* **Given passage**:
#####
The Nutrients in Dead Workflows

The Nutrients in Dead Workflows

Ninety Sessions, One State Machine

Today I ran about 130 agent sessions through TroopX. Three distinct workflow shapes: hierarchical dispatch (CEO delegates to CTO delegates to engineering), peer collaboration (dev-QA review loops), and an outreach pipeline (content writer drafts, outreach agent publishes). Every one of them ran through the same state machine and signal infrastructure.

The longest session was 73 minutes. A content writer agent, sitting in a loop, waiting for assignments on the blackboard, producing blog posts and tutorials. The shortest was 6 seconds. An agent registered, checked for pending work, found none, shut down.

Most of the engineering work was bug fixes. ack_message returning a 4 instead of an acknowledgment. Agent config files with a path resolution issue. QA missing CI failures because it checked signals before the build finished. Each fix took 8-25 minutes of agent time, which includes registration, heartbeat polling, signal checking, and actual debugging.

Andrew Nesbitt published a piece today called Whale Fall, about what happens when a large open source project dies. In the ocean, when a whale dies and sinks, its carcass becomes an entire ecosystem. Bone worms, bacteria, scavengers. The dead whale feeds communities for decades.

My workflows are whale falls.

Scavenging the Carcass

After every completed workflow, I run a post-workflow analyst. It reads blackboard entries, checks signals, lists agents, and extracts actionable learnings. Then a reflection agent picks through its own recent sessions to update working memory. Today I ran about 40 of these analyst and reflection sessions. Most were under a minute.
#####
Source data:

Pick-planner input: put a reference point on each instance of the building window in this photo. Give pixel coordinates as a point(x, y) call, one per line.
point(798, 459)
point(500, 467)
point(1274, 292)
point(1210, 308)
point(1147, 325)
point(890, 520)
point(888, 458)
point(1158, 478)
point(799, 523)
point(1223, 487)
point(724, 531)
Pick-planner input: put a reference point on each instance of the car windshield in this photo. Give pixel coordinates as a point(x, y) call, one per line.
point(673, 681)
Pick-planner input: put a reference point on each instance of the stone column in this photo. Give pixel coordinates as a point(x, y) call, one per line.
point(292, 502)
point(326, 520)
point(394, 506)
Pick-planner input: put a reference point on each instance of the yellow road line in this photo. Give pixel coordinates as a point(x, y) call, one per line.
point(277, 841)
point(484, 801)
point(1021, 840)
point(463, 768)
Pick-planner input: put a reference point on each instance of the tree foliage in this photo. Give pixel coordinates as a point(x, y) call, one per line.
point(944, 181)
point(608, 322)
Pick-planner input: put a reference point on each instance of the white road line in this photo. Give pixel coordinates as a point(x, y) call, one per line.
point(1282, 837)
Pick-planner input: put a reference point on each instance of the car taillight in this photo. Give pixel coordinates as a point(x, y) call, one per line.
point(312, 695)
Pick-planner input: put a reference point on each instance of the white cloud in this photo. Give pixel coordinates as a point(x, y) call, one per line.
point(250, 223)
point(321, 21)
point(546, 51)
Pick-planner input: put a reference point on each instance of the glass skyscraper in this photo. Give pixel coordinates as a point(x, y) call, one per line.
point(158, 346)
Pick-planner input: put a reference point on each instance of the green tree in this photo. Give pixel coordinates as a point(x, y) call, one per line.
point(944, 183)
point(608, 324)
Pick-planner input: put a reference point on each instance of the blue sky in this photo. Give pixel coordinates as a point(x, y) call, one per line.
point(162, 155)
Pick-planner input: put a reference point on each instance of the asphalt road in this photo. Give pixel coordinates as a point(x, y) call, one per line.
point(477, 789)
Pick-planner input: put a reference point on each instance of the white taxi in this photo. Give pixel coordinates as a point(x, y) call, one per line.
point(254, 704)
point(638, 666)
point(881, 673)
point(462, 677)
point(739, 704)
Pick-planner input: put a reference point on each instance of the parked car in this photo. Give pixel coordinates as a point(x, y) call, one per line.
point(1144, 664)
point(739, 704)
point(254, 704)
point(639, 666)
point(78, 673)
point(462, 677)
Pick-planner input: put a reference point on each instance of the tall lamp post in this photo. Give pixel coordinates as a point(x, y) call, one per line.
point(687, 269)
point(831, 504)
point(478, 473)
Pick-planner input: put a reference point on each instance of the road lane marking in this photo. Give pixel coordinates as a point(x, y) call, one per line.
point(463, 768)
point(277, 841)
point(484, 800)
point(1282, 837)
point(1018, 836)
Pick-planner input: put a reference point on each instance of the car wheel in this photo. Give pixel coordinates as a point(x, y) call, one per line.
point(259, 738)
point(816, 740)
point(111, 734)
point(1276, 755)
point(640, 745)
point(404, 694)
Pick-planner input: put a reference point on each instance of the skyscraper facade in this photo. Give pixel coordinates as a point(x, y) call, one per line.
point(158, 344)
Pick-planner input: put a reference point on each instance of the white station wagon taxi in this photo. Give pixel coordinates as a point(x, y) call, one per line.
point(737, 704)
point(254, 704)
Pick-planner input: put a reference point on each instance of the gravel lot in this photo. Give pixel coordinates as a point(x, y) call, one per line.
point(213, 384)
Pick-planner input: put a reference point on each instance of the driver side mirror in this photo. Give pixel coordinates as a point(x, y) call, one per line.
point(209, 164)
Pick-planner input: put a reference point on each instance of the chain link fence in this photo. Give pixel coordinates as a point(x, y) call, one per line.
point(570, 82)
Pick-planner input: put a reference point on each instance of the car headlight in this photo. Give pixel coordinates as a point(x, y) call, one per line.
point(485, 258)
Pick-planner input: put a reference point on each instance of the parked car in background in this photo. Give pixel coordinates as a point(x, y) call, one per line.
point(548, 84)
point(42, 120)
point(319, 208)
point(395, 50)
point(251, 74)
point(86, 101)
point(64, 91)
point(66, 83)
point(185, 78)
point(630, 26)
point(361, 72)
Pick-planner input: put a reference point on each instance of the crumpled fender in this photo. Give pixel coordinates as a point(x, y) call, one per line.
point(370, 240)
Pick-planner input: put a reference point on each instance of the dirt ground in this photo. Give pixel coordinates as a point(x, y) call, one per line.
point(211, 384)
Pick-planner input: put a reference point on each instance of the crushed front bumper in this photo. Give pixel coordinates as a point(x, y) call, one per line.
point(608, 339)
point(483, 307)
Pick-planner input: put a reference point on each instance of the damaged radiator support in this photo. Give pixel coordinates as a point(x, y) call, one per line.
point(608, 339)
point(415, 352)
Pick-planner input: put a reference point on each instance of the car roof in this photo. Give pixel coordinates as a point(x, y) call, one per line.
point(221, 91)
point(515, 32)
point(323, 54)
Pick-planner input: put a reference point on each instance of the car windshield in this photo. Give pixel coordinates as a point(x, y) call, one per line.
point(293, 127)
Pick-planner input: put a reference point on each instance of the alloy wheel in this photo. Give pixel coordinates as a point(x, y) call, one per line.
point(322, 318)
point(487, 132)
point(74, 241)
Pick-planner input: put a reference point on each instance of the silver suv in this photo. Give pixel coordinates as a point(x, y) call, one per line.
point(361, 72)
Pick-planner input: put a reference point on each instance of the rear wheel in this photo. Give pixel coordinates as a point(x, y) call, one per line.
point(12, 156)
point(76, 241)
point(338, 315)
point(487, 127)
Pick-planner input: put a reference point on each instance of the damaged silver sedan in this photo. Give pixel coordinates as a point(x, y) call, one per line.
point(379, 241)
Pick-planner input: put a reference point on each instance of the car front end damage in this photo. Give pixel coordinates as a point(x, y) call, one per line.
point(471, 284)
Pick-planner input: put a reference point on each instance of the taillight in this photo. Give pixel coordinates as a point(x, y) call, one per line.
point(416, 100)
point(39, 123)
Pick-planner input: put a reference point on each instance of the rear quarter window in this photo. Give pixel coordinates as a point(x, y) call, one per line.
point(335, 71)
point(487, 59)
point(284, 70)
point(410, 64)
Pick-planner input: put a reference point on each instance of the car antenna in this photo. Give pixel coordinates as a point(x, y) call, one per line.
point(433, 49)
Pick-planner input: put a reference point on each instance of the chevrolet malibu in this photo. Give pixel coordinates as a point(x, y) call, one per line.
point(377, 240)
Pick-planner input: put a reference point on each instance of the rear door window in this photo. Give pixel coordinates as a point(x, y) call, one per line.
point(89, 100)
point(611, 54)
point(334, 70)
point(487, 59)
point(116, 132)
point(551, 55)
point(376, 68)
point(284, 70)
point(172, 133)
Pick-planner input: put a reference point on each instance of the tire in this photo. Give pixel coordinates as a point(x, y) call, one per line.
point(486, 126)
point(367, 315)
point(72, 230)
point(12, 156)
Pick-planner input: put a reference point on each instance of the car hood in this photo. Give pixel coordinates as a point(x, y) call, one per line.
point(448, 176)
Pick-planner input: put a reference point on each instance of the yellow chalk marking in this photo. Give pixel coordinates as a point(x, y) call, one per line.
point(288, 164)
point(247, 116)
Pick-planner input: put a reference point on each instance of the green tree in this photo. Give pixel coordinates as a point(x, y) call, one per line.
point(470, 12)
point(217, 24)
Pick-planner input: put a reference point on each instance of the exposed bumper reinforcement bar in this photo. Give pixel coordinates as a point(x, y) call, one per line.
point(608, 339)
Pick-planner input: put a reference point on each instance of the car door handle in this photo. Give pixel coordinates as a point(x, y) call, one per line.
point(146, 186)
#####
* **Exercises to complete**:
**a)** Translate this sentence from the TroopX post into Spanish: "The dead whale feeds communities for decades."
**b)** According to the TroopX post, how long was the longest session?
**c)** Continue the TroopX post from its final sentence, keeping its first-person technical voice.

* **Answers per task**:
**a)** La ballena muerta alimenta comunidades durante décadas.

**b)** 73 minutes.

**c)**
The compounding effect is real. On February 14, the dev-QA feedback loop was completing in about 7 minutes with genuine editorial friction. A week later, the same pattern runs smoother because agents recall what worked. The QA agent knows to check review/code-review on the blackboard. The dev agent knows to run tests before signaling done. Nobody told them to converge on these conventions. The memory system did.

Karpathy apparently coined "Claws" for this style of AI-assisted development. I haven't watched the full thing yet, but the name is apt. These agents grip the codebase, pull things apart, reassemble. What he's describing at the individual level, I'm trying to scale to a team. One claw is useful. Thirty claws coordinating through shared state is either a lobster or a disaster.

Right now it's mostly lobster.

Seventeen Thousand Tokens Per Second and the Bottleneck That Isn't

Taalas announced they're serving Llama 3.1 8B at 17,000 tokens per second. Meanwhile, ggml.ai joined Hugging Face to ensure the long-term progress of local AI. The inference speed race is accelerating.

Here's what I've learned from running 130 sessions in a day: the bottleneck is never where you think. Last week I noted that wall-clock pipeline time is dominated by LLM inference. That's still true for Distill, where the journal and blog synthesizers call Claude via subprocess. But for TroopX, the bottleneck shifted to coordination overhead. Agents spend meaningful time in heartbeat loops, checking for signals, waiting for peers. One CTO agent session hit 94 heartbeat calls in 8 minutes. That's a heartbeat every 5 seconds, and most return nothing.

I'm resisting the urge to optimize this. No synchronization issues have surfaced. Polling is wasteful but reliable, and reliable beats clever when you're running concurrent workflows across dozens of agents. Premature optimization of heartbeat polling is how you introduce race conditions into a system that currently has none.

Alex Kladov wrote about wrapping code comments today. Small topic, strong opinion: a "today years old" moment about mundane tooling. I love posts like this. Experienced developers discovering surprises in the basic mechanics of writing code. It's a reminder that mastery is unevenly distributed even within a single person's skill set.

Building on the Thing Being Criticized

Ed Zitron published "The Hater's Guide to Anthropic" today. I'm building my entire multi-agent platform on Claude CLI. Every one of those 130 sessions is backed by Anthropic API calls. The irony isn't lost on me.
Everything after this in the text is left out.